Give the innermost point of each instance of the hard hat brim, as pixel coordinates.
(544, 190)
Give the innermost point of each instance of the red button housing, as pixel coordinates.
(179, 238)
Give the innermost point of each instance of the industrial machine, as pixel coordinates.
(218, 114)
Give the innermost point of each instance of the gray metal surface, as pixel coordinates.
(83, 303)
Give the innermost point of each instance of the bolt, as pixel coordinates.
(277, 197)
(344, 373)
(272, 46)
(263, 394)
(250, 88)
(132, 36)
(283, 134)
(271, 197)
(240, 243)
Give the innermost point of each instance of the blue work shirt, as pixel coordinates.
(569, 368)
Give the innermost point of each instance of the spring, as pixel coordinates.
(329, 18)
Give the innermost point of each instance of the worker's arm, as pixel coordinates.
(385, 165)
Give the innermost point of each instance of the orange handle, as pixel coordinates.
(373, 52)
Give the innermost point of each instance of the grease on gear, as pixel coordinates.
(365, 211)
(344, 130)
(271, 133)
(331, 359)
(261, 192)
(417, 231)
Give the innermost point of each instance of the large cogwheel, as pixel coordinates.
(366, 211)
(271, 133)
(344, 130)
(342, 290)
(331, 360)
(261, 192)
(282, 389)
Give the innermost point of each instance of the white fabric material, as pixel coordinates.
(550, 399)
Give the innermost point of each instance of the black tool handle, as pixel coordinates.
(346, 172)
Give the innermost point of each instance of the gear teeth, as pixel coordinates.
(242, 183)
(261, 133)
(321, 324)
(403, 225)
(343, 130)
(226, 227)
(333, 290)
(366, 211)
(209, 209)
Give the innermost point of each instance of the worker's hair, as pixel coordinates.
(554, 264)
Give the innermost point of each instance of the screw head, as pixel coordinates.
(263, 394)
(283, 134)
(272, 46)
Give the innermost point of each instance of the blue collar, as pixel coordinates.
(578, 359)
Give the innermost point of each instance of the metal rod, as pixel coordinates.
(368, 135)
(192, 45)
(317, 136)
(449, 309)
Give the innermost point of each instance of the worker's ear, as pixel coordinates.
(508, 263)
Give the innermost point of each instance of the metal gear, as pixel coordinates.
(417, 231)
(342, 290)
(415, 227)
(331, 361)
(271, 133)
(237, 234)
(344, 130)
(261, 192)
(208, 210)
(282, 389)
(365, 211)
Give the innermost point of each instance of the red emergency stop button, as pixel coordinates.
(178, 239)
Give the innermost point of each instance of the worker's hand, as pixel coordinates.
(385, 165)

→ Goal of the exercise: Transcribe all of the material exactly as it was written.

→ Task solution:
Give the innermost point of each instance of the hard hat brim, as pixel coordinates.
(544, 190)
Give the innermost point of each instance of the red button housing, as pixel coordinates.
(179, 238)
Give the innermost point of each instance of the industrial machine, as pixel coordinates.
(218, 114)
Give the innermost point of each instance of the gray metal surface, as pixel coordinates.
(83, 303)
Give the innermost point of each instance of the bolt, as pixel coordinates.
(277, 197)
(344, 373)
(272, 46)
(263, 394)
(250, 88)
(132, 36)
(283, 134)
(271, 197)
(240, 243)
Give the innermost point of each instance of the blue work shirt, as pixel coordinates.
(569, 368)
Give the innermost point of each instance of the spring, as pixel coordinates.
(329, 18)
Give the innermost point of each instance of the worker's arm, as pixel coordinates.
(385, 165)
Give the innermost point of each instance of the orange handle, as pixel coordinates.
(373, 52)
Give the innermost point of each instance of the grease on gear, as pixel coordinates.
(365, 211)
(344, 130)
(271, 133)
(331, 359)
(261, 192)
(417, 231)
Give the innermost point of each instance of the large cogwheel, as pixel coordinates.
(366, 211)
(271, 133)
(344, 130)
(342, 290)
(331, 360)
(261, 192)
(282, 389)
Give the innermost point of each instance of the white fabric material, as pixel coordinates.
(550, 399)
Give the innermost point of each instance of the black tool handle, as pixel coordinates.
(346, 172)
Give the innermost point of each instance of the gear teeth, as pixel coordinates.
(242, 183)
(261, 133)
(321, 324)
(403, 225)
(343, 130)
(226, 227)
(333, 290)
(366, 211)
(209, 209)
Give the innermost point of each instance of the worker's hair, as pixel coordinates.
(554, 264)
Give the innermost point of each instance of the screw head, as pixel coordinates.
(263, 394)
(283, 134)
(272, 46)
Give the innermost point of each instance of the blue collar, as pixel coordinates.
(578, 359)
Give the innermost point of each instance of the metal rod, as pixel coordinates.
(368, 135)
(192, 45)
(317, 136)
(449, 309)
Give the innermost point of each instance of the worker's ear, as pixel coordinates.
(508, 263)
Give the innermost point of each instance of the metal gear, as pixel coordinates.
(417, 231)
(342, 290)
(415, 227)
(331, 361)
(271, 133)
(237, 234)
(344, 130)
(261, 192)
(208, 210)
(282, 389)
(365, 211)
Give the innermost point of each instance of the red emergency stop button, as pixel coordinates.
(178, 239)
Give the innermost point of each instance of the worker's hand, as pixel coordinates.
(385, 165)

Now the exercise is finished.